- [WHAT TO DO]
- A) Write out the entire article about the song "Another Sleepless Night" word for word.
- B) Rewrite the records from their first line up to and including the line with "415 81 494 89", changing "detector" to "locator" and leaving everything else as it is. Give only those lines.
# TEXT SHOWN start
Single by Anne Murray

from the album Where Do You Go When You Dream
- B-side: "It Should Have Been Easy"
- Released: January 1982
- Genre: Country
- Length: 3:07
- Label: Capitol
- Songwriter(s): Charlie Black Rory Bourke
- Producer(s): Jim Ed Norman

Anne Murray singles chronology
| "It's All I Can Do" (1981) | "Another Sleepless Night" (1982) | "Hey! Baby" (1982) |

= Another Sleepless Night (Anne Murray song) =

"Another Sleepless Night" is a song written by Charlie Black and Rory Bourke, and recorded by Canadian country music artist Anne Murray. It was released in January 1982 as the fourth single from her album Where Do You Go When You Dream. The song reached No. 1 on the RPM Country Tracks chart in Canada and #4 on the Billboard Hot Country Singles chart in the United States.

==Content==
The song, light and uptempo, was a bit of a departure for Murray, whose previous few singles had all been slower-tempo ballads. The narrator notes how it had been hard to sleep during recent nights, as her lover had been away, but then speculates that, with his return, it will yet be "another sleepless night", but this time because they'll be up all night "making romance".
# TEXT SHOWN end
# MATERIAL PROVIDED start
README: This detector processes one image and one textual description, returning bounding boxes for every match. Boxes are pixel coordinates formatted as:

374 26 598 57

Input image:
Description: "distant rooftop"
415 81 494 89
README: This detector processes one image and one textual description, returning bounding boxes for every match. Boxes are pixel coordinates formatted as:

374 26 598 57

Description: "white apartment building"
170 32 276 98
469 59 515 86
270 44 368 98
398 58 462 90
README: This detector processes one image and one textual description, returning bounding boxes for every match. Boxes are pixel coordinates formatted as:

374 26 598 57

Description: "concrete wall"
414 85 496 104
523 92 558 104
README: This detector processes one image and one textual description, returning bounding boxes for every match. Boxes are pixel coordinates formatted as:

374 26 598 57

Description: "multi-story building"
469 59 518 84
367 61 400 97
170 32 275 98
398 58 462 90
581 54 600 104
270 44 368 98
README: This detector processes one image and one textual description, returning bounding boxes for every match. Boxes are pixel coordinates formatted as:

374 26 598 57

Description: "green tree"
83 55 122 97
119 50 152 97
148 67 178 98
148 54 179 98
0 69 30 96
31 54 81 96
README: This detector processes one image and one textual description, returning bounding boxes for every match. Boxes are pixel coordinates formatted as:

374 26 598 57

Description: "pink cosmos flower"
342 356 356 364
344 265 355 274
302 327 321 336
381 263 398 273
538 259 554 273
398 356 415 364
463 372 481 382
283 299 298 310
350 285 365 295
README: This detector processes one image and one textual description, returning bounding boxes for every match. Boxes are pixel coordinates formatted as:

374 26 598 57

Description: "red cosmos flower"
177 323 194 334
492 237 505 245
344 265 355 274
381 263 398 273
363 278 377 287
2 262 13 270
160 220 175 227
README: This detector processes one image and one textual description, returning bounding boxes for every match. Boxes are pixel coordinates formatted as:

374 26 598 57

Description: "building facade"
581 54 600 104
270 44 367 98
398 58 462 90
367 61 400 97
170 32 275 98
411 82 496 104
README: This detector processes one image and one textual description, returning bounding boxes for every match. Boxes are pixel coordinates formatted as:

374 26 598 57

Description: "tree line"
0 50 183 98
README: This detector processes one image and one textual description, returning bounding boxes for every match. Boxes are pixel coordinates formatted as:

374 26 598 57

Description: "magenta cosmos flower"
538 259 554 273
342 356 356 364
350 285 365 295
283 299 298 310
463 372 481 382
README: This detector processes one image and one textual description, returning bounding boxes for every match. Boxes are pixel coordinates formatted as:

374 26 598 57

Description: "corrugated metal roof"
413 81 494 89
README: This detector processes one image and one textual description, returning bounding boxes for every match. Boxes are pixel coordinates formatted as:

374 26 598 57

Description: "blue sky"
# MATERIAL PROVIDED end
- [ANSWERS TO THE EXERCISE]
- A)
Single by Anne Murray

from the album Where Do You Go When You Dream
- B-side: "It Should Have Been Easy"
- Released: January 1982
- Genre: Country
- Length: 3:07
- Label: Capitol
- Songwriter(s): Charlie Black Rory Bourke
- Producer(s): Jim Ed Norman

Anne Murray singles chronology
| "It's All I Can Do" (1981) | "Another Sleepless Night" (1982) | "Hey! Baby" (1982) |

= Another Sleepless Night (Anne Murray song) =

"Another Sleepless Night" is a song written by Charlie Black and Rory Bourke, and recorded by Canadian country music artist Anne Murray. It was released in January 1982 as the fourth single from her album Where Do You Go When You Dream. The song reached No. 1 on the RPM Country Tracks chart in Canada and #4 on the Billboard Hot Country Singles chart in the United States.

==Content==
The song, light and uptempo, was a bit of a departure for Murray, whose previous few singles had all been slower-tempo ballads. The narrator notes how it had been hard to sleep during recent nights, as her lover had been away, but then speculates that, with his return, it will yet be "another sleepless night", but this time because they'll be up all night "making romance".

- B)
README: This locator processes one image and one textual description, returning bounding boxes for every match. Boxes are pixel coordinates formatted as:

374 26 598 57

Input image:
Description: "distant rooftop"
415 81 494 89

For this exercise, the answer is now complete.